━━━ DATA PROVIDED

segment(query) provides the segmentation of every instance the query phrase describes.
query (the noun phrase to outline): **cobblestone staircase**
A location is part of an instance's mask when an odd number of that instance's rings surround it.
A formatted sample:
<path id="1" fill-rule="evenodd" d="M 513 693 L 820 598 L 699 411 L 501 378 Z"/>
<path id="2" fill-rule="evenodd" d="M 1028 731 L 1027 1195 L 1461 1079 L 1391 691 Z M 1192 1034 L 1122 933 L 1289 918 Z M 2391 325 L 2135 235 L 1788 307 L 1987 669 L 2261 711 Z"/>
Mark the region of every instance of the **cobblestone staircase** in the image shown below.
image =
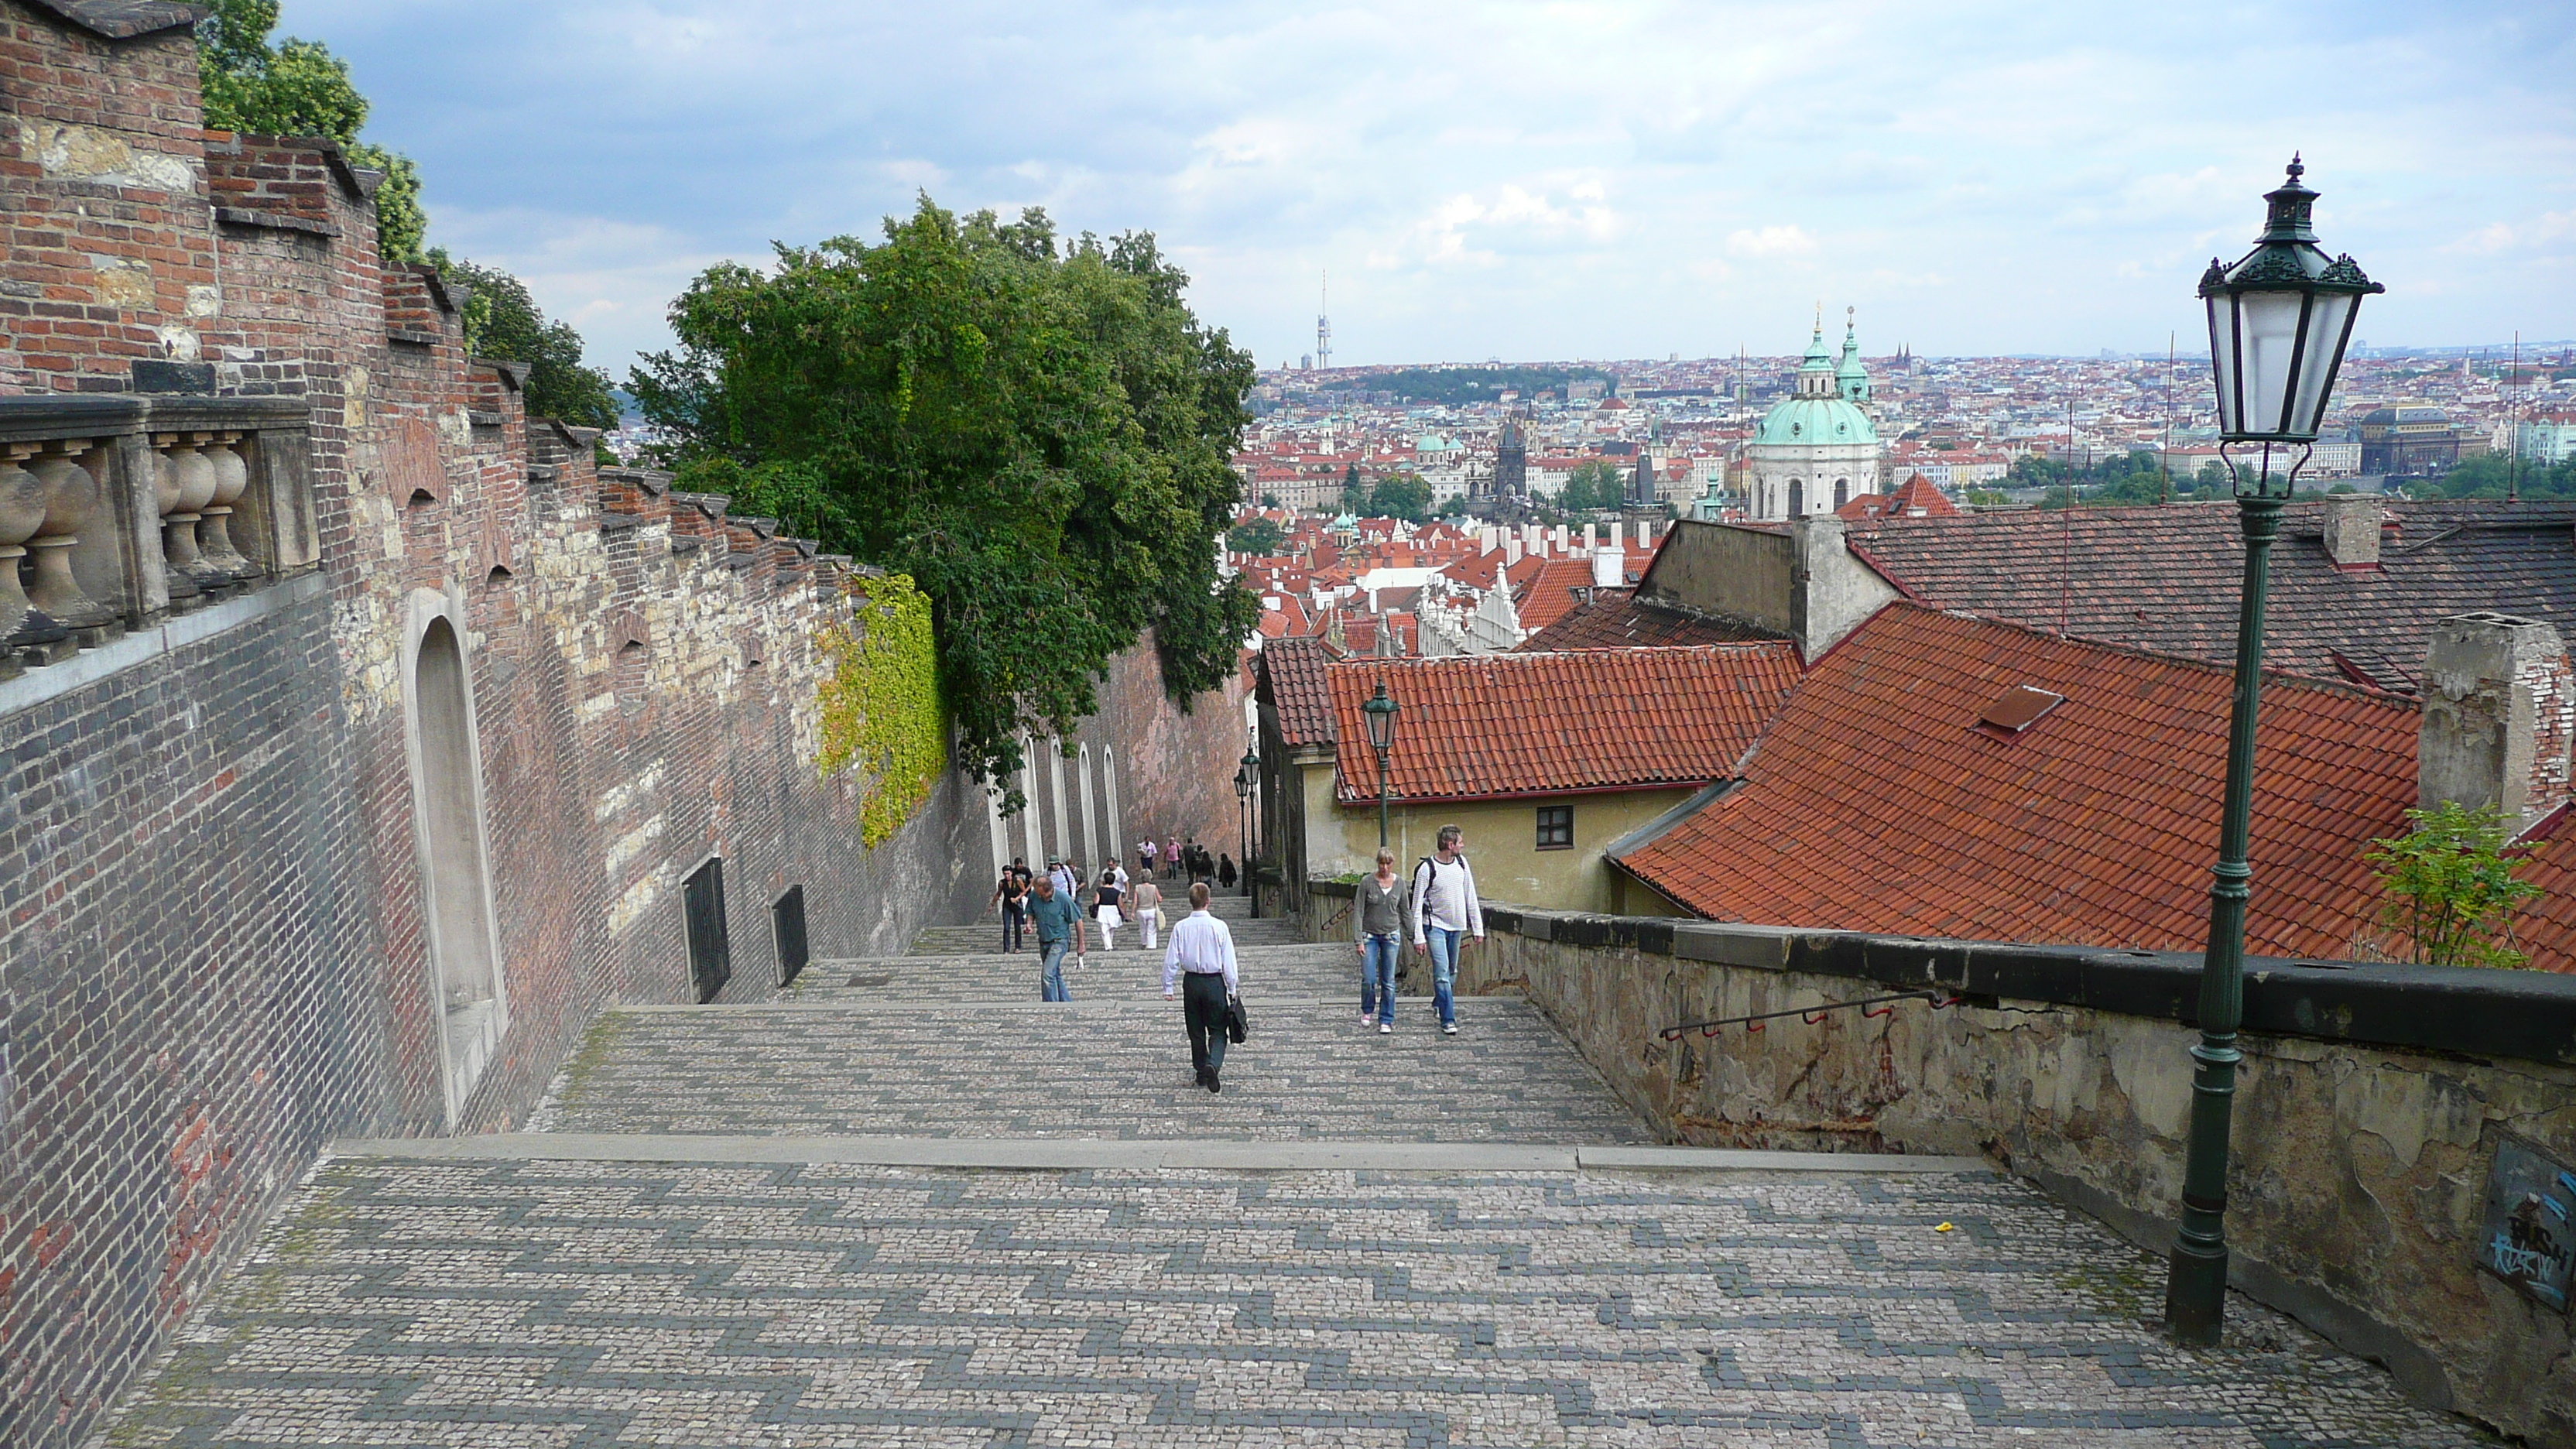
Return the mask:
<path id="1" fill-rule="evenodd" d="M 615 1011 L 532 1124 L 340 1144 L 112 1423 L 147 1445 L 2489 1442 L 1974 1160 L 1645 1145 L 1527 1004 L 1357 1021 L 1219 898 L 1253 1035 L 1161 955 L 1037 1000 L 998 927 L 774 1003 Z"/>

━━━━━━

Please copy exactly the lines from the one containing "query (the noun" through the last line of the records, both ends included, and leave out any pictures.

▶ **RESPONSE TO THIS TASK**:
query (the noun phrase to outline): **cobblestone staircase**
A location is part of an instance's mask when an odd number of that instance's rings surround it.
A formatted sample:
<path id="1" fill-rule="evenodd" d="M 513 693 L 820 598 L 699 411 L 501 378 Z"/>
<path id="2" fill-rule="evenodd" d="M 1028 731 L 1027 1195 L 1461 1079 L 1391 691 Z M 1192 1034 L 1122 933 L 1289 918 Z M 2391 325 L 2135 235 L 1788 307 L 1987 669 L 2261 711 Z"/>
Mark the region of every instance of the **cobblestone staircase** in the image shown below.
image =
Return the mask:
<path id="1" fill-rule="evenodd" d="M 615 1011 L 532 1124 L 340 1144 L 112 1423 L 147 1445 L 2489 1442 L 1974 1160 L 1645 1145 L 1527 1004 L 1357 1021 L 1219 898 L 1253 1035 L 1161 955 L 1037 1000 L 998 927 L 774 1003 Z"/>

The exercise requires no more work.